_Explore the material_
a) In the passage on startup investment trends, what does Naya Health make?
b) From the passage on startup investment trends, reproduce word for word the stretch starting at "Maha Ibrahim, general" and ending at "and food-delivery sectors.".
c) Decide whether each statement agrees with the passage on startup investment trends: (i) Doctor On Demand lets users consult lactation consultants over video call. (ii) Astia is a nonprofit based in New York. (iii) The RealReal ships the goods listed on its site to buyers.

_Exercise passage_
********************

Maha Ibrahim, general partner at global VC firm Canaan Partners, expects on-demand startups to add more premium, white-glove services in the near future. As an example, she points to onefinestay, an Airbnb for upscale homes that vets listings and offers concierge services. Another example from Canaan’s portfolio: the RealReal, a luxury-brand consignment platform that vets all goods listed on the site, provides high-end photos of them and ships them to buyers.
“It’s a way of capturing more money from that premium user,” says Ibrahim, who expects the trend to proliferate throughout the travel, fashion, and food-delivery sectors.
Consumer health care
Technology companies that make medical treatment more efficient for patients are another good bet. Shasta Ventures has invested in Doctor On Demand, which lets users consult board-certified physicians, psychologists and lactation consultants over video call.
Also hot right now: wellness platforms that doctors, insurers and employers can offer their patients and employees to help them stay healthy or recover from a medical setback.
Sharon Vosmek, CEO of Astia, a San Francisco-based nonprofit dedicated to identifying and promoting women as high-growth entrepreneurs, sees innovations in traditionally underfunded areas, like women’s health and reproductive health, as a growing market. Astia Angels, a global network of angel investors, backs select Astia companies.
“We plan to double down on those companies that actually understand that the female health-care market is a large and expanding market,” Vosmek says. A few examples from the Astia Angels portfolio: nVision Medical, a medical device startup tackling female infertility, and Naya Health, which makes a smart breast pump for nursing mothers.

********************

_Exercise data_
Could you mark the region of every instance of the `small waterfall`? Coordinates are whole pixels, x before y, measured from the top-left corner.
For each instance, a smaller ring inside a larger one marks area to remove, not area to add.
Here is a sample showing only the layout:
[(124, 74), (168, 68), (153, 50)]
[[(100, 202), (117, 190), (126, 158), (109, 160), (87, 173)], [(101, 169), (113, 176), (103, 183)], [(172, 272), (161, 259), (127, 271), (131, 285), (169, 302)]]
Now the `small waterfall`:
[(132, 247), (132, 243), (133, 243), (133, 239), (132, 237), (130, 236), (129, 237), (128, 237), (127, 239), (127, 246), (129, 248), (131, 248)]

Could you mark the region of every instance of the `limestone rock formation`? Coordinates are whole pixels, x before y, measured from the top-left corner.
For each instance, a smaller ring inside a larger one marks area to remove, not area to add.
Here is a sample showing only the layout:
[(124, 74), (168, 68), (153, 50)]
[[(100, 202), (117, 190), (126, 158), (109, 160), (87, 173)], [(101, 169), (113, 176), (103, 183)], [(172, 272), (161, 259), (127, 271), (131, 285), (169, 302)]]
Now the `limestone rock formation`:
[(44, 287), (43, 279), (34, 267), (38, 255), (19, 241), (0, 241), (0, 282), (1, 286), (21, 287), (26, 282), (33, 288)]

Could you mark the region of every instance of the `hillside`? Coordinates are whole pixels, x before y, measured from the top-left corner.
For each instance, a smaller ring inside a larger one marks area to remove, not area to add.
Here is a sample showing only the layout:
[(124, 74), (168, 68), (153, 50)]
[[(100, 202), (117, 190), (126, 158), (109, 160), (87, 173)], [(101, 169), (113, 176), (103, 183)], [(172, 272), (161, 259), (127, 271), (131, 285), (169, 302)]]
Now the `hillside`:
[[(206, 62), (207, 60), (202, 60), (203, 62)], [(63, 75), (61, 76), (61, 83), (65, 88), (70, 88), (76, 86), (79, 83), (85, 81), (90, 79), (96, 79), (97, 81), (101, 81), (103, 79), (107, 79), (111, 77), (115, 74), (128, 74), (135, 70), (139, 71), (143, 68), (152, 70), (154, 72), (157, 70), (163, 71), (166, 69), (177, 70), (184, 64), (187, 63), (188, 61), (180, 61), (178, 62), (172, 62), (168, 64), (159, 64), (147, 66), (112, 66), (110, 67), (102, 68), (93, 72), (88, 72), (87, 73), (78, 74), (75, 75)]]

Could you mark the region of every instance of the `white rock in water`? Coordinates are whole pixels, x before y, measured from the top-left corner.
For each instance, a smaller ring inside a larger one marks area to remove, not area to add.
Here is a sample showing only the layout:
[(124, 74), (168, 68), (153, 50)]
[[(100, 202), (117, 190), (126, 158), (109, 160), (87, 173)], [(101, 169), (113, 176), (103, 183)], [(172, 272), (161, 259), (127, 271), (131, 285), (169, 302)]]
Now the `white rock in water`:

********************

_Responses to the exercise_
a) A smart breast pump for nursing mothers.

b)
Maha Ibrahim, general partner at global VC firm Canaan Partners, expects on-demand startups to add more premium, white-glove services in the near future. As an example, she points to onefinestay, an Airbnb for upscale homes that vets listings and offers concierge services. Another example from Canaan’s portfolio: the RealReal, a luxury-brand consignment platform that vets all goods listed on the site, provides high-end photos of them and ships them to buyers.
“It’s a way of capturing more money from that premium user,” says Ibrahim, who expects the trend to proliferate throughout the travel, fashion, and food-delivery sectors.

c)
(i) Yes: "lets users consult board-certified physicians, psychologists and lactation consultants over video call"
(ii) No: "a San Francisco-based nonprofit"
(iii) Yes: "provides high-end photos of them and ships them to buyers"